> **Supplied material**:
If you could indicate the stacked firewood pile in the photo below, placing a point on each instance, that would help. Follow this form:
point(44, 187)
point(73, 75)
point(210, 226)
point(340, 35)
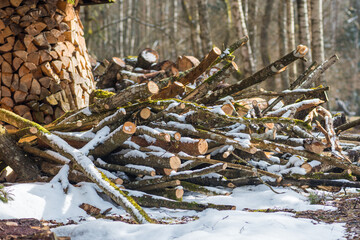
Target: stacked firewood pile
point(44, 64)
point(141, 143)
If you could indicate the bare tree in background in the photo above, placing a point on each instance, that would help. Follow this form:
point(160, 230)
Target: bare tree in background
point(264, 41)
point(205, 36)
point(191, 23)
point(291, 35)
point(283, 41)
point(304, 30)
point(241, 30)
point(317, 41)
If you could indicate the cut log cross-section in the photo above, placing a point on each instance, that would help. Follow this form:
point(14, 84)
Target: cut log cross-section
point(44, 39)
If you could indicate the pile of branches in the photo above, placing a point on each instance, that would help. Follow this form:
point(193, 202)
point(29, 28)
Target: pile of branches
point(144, 147)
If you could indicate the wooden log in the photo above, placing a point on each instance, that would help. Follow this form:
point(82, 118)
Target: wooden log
point(203, 190)
point(148, 200)
point(297, 83)
point(114, 140)
point(25, 168)
point(177, 176)
point(129, 168)
point(187, 145)
point(108, 79)
point(210, 83)
point(204, 64)
point(84, 164)
point(130, 94)
point(175, 193)
point(184, 63)
point(309, 155)
point(73, 176)
point(153, 159)
point(173, 183)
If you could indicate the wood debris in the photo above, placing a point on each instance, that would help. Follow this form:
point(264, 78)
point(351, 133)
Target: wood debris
point(172, 127)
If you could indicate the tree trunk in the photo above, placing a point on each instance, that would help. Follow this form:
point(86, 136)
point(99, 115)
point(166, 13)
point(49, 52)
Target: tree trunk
point(14, 157)
point(304, 30)
point(317, 42)
point(264, 41)
point(190, 21)
point(206, 43)
point(241, 30)
point(283, 43)
point(291, 35)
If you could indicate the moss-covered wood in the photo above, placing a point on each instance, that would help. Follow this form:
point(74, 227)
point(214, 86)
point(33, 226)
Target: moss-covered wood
point(16, 158)
point(153, 159)
point(114, 140)
point(148, 200)
point(176, 176)
point(259, 76)
point(84, 164)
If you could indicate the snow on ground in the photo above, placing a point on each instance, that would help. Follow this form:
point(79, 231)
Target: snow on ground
point(47, 201)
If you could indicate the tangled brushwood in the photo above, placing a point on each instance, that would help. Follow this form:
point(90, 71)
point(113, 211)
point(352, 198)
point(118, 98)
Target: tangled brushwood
point(172, 127)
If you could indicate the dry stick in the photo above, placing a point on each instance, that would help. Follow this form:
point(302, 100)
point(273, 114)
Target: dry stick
point(284, 93)
point(83, 163)
point(258, 77)
point(297, 83)
point(347, 126)
point(114, 140)
point(297, 107)
point(130, 168)
point(52, 156)
point(148, 200)
point(309, 155)
point(14, 157)
point(227, 52)
point(203, 190)
point(206, 135)
point(177, 176)
point(203, 116)
point(289, 181)
point(140, 130)
point(172, 183)
point(352, 137)
point(130, 94)
point(175, 193)
point(199, 69)
point(174, 90)
point(233, 165)
point(211, 82)
point(117, 117)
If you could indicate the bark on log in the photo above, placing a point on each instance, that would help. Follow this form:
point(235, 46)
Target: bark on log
point(129, 168)
point(130, 94)
point(114, 140)
point(109, 78)
point(153, 159)
point(14, 157)
point(148, 200)
point(259, 76)
point(176, 176)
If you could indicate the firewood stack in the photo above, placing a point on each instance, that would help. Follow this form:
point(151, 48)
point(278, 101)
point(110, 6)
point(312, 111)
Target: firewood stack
point(140, 141)
point(45, 69)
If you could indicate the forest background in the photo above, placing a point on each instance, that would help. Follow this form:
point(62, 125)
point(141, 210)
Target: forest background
point(275, 27)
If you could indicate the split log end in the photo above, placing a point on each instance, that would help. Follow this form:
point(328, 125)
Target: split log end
point(175, 162)
point(129, 128)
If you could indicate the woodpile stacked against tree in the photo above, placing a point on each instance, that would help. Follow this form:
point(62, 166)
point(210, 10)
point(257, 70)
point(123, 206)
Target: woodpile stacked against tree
point(141, 141)
point(45, 68)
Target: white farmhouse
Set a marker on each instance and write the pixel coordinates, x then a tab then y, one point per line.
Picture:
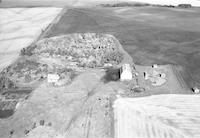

> **What is required**:
Return exactly, with no pictures, each line from the one that contains "point(151, 48)" through the end of the entries above, both ends included.

> **Answer for this exercise**:
point(151, 48)
point(278, 101)
point(110, 6)
point(312, 111)
Target: firewood stack
point(140, 141)
point(45, 69)
If you could indicate the forest background in the photo above, placing a point on each instance, that would help. Follow this form:
point(62, 125)
point(141, 210)
Target: forest background
point(275, 27)
If you could indicate the split log end in the photo above, placing a point on each instance, that would help. Follow this form:
point(328, 125)
Target: split log end
point(175, 162)
point(129, 128)
If you could indicate the woodpile stacked against tree in the photo above, placing a point on each instance, that would help. Follow this form:
point(62, 166)
point(210, 10)
point(257, 70)
point(123, 206)
Target: woodpile stacked against tree
point(141, 141)
point(45, 68)
Target: white farmhouse
Set a marker on each instance and write the pixel coordinates, x then a tab then y, one point per line.
Picture:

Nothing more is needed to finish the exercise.